Problem to work on: Filter the records below for the word "rough". Copy each line that holds it.

Entries provided:
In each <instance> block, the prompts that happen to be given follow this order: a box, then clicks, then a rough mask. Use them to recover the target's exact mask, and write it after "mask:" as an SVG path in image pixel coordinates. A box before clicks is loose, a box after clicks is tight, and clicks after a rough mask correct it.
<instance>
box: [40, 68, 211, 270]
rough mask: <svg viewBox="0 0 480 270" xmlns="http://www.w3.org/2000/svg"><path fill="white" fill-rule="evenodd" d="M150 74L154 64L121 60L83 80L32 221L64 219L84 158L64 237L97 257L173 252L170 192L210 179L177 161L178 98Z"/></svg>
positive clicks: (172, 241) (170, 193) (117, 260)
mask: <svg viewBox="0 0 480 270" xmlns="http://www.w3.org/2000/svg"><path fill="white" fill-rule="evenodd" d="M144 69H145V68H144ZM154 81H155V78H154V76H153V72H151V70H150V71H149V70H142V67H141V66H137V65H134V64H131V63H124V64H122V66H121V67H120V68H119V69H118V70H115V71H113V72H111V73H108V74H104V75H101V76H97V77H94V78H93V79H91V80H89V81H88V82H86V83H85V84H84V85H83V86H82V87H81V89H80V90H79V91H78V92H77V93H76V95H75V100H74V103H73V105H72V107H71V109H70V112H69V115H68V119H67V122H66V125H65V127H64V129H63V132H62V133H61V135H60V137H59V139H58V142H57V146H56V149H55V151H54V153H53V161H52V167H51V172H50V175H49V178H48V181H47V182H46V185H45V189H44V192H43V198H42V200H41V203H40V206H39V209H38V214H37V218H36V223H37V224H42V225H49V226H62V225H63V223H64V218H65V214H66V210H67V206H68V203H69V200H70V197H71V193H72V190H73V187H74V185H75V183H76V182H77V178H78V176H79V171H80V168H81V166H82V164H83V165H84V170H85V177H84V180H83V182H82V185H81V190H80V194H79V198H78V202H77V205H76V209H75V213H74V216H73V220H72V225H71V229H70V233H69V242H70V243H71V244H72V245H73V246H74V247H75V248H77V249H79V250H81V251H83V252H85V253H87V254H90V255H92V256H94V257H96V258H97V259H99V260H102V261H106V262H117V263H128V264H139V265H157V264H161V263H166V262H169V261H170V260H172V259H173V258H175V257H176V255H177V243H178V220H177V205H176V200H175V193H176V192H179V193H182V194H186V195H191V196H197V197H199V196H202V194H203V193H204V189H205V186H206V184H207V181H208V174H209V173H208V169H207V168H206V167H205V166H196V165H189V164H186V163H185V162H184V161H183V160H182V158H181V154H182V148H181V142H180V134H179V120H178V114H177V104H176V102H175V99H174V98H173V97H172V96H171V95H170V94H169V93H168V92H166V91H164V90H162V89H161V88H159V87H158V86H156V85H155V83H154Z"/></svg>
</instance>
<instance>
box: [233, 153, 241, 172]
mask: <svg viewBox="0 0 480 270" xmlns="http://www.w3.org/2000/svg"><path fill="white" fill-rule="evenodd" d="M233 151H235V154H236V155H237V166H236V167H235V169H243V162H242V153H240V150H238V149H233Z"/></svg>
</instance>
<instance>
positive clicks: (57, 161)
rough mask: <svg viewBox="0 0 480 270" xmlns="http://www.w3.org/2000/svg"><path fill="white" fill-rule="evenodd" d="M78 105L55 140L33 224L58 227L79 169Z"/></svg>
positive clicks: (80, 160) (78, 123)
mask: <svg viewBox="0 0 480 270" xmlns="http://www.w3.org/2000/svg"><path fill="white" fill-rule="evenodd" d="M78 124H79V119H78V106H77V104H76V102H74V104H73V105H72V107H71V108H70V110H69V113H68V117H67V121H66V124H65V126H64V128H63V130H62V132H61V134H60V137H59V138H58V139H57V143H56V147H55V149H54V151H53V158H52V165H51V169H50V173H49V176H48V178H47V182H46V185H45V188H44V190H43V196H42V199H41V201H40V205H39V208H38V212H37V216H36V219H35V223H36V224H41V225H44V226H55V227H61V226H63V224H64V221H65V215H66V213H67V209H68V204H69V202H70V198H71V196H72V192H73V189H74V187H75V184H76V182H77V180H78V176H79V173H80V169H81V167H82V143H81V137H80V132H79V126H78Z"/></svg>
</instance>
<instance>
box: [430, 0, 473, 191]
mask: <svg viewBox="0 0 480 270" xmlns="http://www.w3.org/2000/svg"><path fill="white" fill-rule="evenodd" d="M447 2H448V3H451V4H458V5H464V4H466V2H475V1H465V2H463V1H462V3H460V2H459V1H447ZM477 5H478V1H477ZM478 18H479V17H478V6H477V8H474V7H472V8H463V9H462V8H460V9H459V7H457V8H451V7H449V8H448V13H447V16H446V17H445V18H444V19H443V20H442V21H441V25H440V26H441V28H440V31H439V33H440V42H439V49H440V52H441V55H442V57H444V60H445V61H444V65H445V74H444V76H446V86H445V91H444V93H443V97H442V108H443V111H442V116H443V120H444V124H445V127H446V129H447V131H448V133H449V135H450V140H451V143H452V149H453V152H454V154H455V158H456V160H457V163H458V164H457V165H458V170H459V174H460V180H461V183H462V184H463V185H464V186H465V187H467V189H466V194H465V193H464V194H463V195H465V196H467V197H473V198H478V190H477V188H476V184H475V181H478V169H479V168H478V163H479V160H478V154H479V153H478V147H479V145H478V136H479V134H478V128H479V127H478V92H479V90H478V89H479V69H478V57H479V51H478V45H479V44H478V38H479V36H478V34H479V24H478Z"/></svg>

Answer below:
In each <instance> block, the prompts that happen to be given follow this order: a box, then clicks, then a rough mask. Use them to recover the target's exact mask, and write it after "mask:" as an SVG path in image pixel coordinates. A box before clicks is loose, a box after clicks is tight, and clicks after a rough mask correct it.
rough mask: <svg viewBox="0 0 480 270" xmlns="http://www.w3.org/2000/svg"><path fill="white" fill-rule="evenodd" d="M150 74L154 64L121 60L83 80L32 221L64 219L84 158L64 237L97 257L173 252L170 192L210 179L177 161L178 98Z"/></svg>
rough mask: <svg viewBox="0 0 480 270" xmlns="http://www.w3.org/2000/svg"><path fill="white" fill-rule="evenodd" d="M78 105L55 140L33 224L58 227L79 169Z"/></svg>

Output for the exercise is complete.